1950s/1960s: What was it about coffee?

To add another anecdote to the scientific discourse: when eating out with my parents in bygone days, they’d often have a cup of coffee after meals, and I doubt they were the only ones. They did have weird beverage habits in general - it was policy in our home when I was growing up not to have beverages with meals, only afterwards (I rebelled against this ridiculous doctrine by my early teens).

Lately Mrs. J. and I have gotten into the habit of occasional after-dinner coffee (ours is strong, defying steretypes about Americans). It doesn’t affect my sleeping much, though the diuretic effect may manifest.*

TV shows or movies back in the day with people drinking coffee are easier to take than ones featuring everybody, especially at parties, puffing away on cigarettes with dense clouds of smoke floating around the room, or in bars/nightclubs.

*speaking of which, a popular figure in detective fiction-type literature, Jack Reacher, must be an all-time coffee drinker by volume. Yet he hardly ever needs to use a restroom. Go figure.

Getting back to television, one big reason why tv shows - and movies - used coffee so much is that it gave actors something to do with their hands. Smoking did the same. Moreover, pouring coffee for others worked like lighting cigarettes for others; it allowed for interaction between characters rather than having them just sit there and deliver lines. Also, asking them to stay for coffee (or for other drinks) was a way to prolong a scene naturally, when normal procedure would have characters leaving.

The Actors Place has a list of “50 ideas of possible hand gestures as well as some ideas about what you can do with props such as a pen, mug, or cell phone.” It’s a big deal for a small thing.

I tend to think of coffee as something that is served after dessert. The overall impression I have is that it’s a way to stretch out the socializing (or dragging it out if you’re an introvert like me). One starts with drinks, then an appetizer, then the main course, then dessert, then coffee - after the dessert, not with it. This is how it’s still offered at some of the more upscale Mexican restaurants that I’ve eaten at.
-- -- --
-- WHAT THE TASK ASKS --
Extend the piece above on coffee habits of the 1950s and 1960s, picking up right after its last sentence.
-- -- --
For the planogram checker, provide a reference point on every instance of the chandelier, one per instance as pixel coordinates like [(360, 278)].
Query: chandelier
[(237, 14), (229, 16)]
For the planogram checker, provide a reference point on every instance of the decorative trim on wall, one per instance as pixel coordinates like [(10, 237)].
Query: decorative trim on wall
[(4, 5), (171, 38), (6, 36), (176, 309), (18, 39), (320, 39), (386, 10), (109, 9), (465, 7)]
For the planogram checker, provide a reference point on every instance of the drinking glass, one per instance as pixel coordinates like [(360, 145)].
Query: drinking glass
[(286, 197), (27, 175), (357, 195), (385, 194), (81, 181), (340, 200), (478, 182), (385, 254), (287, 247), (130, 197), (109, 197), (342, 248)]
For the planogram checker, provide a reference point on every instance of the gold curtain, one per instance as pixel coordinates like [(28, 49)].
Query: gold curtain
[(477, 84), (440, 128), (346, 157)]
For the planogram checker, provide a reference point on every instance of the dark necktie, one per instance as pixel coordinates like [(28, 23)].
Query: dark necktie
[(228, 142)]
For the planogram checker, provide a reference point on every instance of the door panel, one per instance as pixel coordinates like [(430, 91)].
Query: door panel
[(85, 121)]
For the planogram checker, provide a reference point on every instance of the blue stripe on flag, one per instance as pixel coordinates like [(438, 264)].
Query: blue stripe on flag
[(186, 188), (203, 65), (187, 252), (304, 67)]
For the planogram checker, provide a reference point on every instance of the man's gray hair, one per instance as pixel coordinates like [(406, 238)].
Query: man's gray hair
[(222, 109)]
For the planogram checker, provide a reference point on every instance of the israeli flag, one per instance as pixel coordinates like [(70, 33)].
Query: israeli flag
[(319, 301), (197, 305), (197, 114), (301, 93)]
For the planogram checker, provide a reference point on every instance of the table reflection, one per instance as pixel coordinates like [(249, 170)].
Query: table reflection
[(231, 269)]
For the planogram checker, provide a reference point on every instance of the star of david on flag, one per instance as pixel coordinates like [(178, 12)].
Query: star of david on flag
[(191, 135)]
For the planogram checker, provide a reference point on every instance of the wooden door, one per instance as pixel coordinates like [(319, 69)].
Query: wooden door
-- -- --
-- RESULT --
As far as movies and TV, another data point is the movie Clue, which takes place in the 50s. After dinner, Wadsworth offers the guests fruit or dessert. When they decline that, he then offers them coffee or brandy. Had they accepted dessert, presumably the coffee would have been served as another course after dessert rather than with it.

My in-laws had a pot of coffee on all day long. Usually percolated, but later on they switched to a drip machine. Folgers, always. They made it very weak - it was just as likely to put you to sleep as to wake you up.

My husband told me that once, as a boy, he woke up with a headache around midnight. He came out to this parents who were up late watching TV, and his mother made him a cup of coffee before putting him back to bed. And not for any pain-relieving qualities.

In modern-day TV shows and movies, disposable coffee cups seem to serve the same purpose…though it amuses me when you see an actor gesturing with the cup in hand, in a way which makes it evident that it’s an empty cup.

FWIW -

Based on findings from the US Department of Agriculture, coffee consumption peaked in 1946, with Americans drinking an average of 46.2 gallons per year (a weird way to measure coffee consumption, I know, but still better than the amorphous “cup” found in many modern scientific reports); in 2005, that number had dipped to 24.2 gallons.

The Guardian places the blame on two major factors: the rise of soft drinks and Americans working fewer hours. In the ‘50s, around the start of coffee’s decline, soft drinks began to skyrocket in popularity. The alternative caffeine source, and one that is served cold at that, is believed to have cut into coffee’s overall market share.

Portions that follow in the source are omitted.